§ Passage to read
⟨
4

"If a model is not available, then it is particularly useful to estimate action values (the values of state-action pairs) rather than state values. With a model, state values alone are sufficient to determine a policy; one simply looks ahead one step and chooses whichever action leads to the best combination of reward and next state, as we did in the chapter on DP. Without a model, however, state values alone are not sufficient. One must explicitly estimate the value of each action in order for the values to be useful in suggesting a policy."

The above extract is from Sutton and Barto's Reinforcement Learning, Section 5.2 - part of the chapter on Monte Carlo Methods.

Could someone please explain in some more detail, as to why it is necessary to determine the value of each action (i.e. state-values alone are not sufficient) for suggesting a policy in a model-free setting?


P.S.

From what I know, state-values basically refer to the expected return one gets when starting from a state (we know that we'll reach a terminal state, since we're dealing with Monte Carlo methods which, at least in the book, look at only episodic MDPs). That being said, why is it not possible to suggest a policy solely on the basis of state-values; why do we need state-action values? I'm a little confused, it'd really help if someone could clear it up.

stoic-santiago
  • 1,201
  • 9
  • 22

1 Answers1

4

why is it not possible to suggest a policy solely on the basis of state-values; why do we need state-action values?
⟩
§ Problems and tasks
a) Using the thread on action values in Monte Carlo methods, decide whether each of these statements agrees with it: (i) the quoted extract comes from Section 5.2 of Sutton and Barto's Reinforcement Learning, (ii) with a model, state values alone are enough to determine a policy, and (iii) the asker says the Monte Carlo methods in the book look at continuing MDPs. Answer yes or no for each and quote the words of the thread that settle it.
b) Reproduce the part of the thread on action values in Monte Carlo methods starting with "The above extract" and going on through "clear it up.".
c) Extend the thread on action values in Monte Carlo methods by writing what comes next after the point where it stops.

Extracted records:
⟨
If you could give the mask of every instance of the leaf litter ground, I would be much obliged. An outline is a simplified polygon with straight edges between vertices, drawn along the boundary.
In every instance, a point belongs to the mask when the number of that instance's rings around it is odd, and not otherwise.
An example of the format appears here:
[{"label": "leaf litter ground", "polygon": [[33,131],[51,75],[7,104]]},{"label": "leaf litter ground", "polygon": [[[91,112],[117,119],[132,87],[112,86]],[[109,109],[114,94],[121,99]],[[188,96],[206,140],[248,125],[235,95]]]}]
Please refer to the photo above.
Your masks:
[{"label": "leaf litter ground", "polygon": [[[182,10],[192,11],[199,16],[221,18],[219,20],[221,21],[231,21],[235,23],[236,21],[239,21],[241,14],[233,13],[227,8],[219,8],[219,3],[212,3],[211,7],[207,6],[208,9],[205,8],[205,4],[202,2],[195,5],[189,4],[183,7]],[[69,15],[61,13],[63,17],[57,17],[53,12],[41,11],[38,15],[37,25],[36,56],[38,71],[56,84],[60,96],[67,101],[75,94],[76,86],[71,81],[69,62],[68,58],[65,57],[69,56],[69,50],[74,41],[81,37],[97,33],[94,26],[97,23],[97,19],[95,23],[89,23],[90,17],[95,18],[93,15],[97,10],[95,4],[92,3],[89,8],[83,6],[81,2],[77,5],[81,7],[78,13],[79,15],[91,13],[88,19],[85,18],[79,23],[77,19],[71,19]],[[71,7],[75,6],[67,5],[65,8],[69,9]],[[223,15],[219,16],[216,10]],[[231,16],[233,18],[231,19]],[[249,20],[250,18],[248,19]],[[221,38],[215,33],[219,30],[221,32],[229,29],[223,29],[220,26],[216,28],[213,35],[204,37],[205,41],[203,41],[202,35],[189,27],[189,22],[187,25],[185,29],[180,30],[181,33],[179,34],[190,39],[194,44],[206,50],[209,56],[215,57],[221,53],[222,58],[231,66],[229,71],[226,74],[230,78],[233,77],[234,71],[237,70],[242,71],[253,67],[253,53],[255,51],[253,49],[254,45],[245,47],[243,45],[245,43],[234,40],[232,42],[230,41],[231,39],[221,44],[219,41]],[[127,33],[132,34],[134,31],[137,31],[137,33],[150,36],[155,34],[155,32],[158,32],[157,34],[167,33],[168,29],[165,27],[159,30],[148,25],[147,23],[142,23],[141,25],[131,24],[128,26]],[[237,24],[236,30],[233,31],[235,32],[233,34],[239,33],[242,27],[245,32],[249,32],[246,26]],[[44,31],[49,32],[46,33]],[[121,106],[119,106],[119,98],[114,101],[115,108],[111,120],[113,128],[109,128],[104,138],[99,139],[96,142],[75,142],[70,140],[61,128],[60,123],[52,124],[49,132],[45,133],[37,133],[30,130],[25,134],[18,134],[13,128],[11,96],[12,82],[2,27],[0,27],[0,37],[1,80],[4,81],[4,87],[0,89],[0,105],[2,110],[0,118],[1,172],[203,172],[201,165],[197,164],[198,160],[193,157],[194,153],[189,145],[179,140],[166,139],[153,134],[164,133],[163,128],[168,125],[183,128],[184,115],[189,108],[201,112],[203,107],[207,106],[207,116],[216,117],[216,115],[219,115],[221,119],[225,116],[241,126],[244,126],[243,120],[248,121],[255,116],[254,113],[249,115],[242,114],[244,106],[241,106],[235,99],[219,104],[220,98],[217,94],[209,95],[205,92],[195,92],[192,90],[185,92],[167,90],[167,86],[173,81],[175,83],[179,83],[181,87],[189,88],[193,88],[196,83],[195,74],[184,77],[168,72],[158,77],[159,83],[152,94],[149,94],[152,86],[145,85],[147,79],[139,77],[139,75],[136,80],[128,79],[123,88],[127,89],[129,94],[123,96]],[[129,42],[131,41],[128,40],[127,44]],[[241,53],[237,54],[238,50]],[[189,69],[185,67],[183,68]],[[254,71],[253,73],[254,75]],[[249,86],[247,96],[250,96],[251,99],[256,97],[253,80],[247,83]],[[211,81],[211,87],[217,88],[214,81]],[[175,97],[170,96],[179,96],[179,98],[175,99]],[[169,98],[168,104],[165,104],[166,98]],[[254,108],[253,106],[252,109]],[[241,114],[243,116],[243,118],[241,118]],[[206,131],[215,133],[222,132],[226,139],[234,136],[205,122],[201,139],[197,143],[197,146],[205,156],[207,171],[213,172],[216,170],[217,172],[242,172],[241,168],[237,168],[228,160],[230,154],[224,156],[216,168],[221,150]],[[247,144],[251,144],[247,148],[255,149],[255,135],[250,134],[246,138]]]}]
⟩
§ Expected results
a)
(i) Yes: "The above extract is from Sutton and Barto's Reinforcement Learning, Section 5.2"
(ii) Yes: "With a model, state values alone are sufficient to determine a policy"
(iii) No: "look at only episodic MDPs"

b)
The above extract is from Sutton and Barto's Reinforcement Learning, Section 5.2 - part of the chapter on Monte Carlo Methods.

Could someone please explain in some more detail, as to why it is necessary to determine the value of each action (i.e. state-values alone are not sufficient) for suggesting a policy in a model-free setting?


P.S.

From what I know, state-values basically refer to the expected return one gets when starting from a state (we know that we'll reach a terminal state, since we're dealing with Monte Carlo methods which, at least in the book, look at only episodic MDPs). That being said, why is it not possible to suggest a policy solely on the basis of state-values; why do we need state-action values? I'm a little confused, it'd really help if someone could clear it up.

c)
A policy function takes state as an argument and returns an action $a = \pi(s)$, or it may return a probability distribution over actions $\mathbf{Pr}\{A_t=a|S_t=s \} =\pi(a|s)$.

In order to do this rationally, an agent needs to use the knowledge it has gained to select the best action. In value-based methods, the agent needs to identify the action that has the highest expected return. As an aside, whilst learning it may not take that action because it has decided to explore, but if it is not capable of even identifying a best action then there is no hope of it ever finding an optimal policy, and it cannot even perform $\epsilon$-greedy action selection, which is a very basic exploration approach.

If you use an action value estimate, then the agent can select the greedy action simply:

$$\pi(s) = \text{argmax}_a Q(s,a)$$

If you have state values, then the agent can select the greedy action directly only if it knows the model distribution $p(r,s'|s,a)$:

$$\pi(s) = \text{argmax}_a \sum_{r,s'}p(r,s'|s,a)(r + \gamma V(s'))$$

In other words, to find the best action to take the agent needs to look ahead a time step to find out what the distribution of next states would be following that action. If the only values the agent knows are state values, this is the only way the agent can determine the impact of any specific action.

Although there are alternatives to this specific equation, there is no alternative that does not use a model in some form. For instance, if you can simulate the environment, you could simulate taking each action in turn, and look over multiple simulation runs to see which choice ends up with the best $(r + \gamma V(s'))$ on average. That would be a type of planning, and perhaps the start of a more sophisticated approach such as MCTS. However, that simulation is a model - it needs access to the transition probabilities in some form in order to correctly run.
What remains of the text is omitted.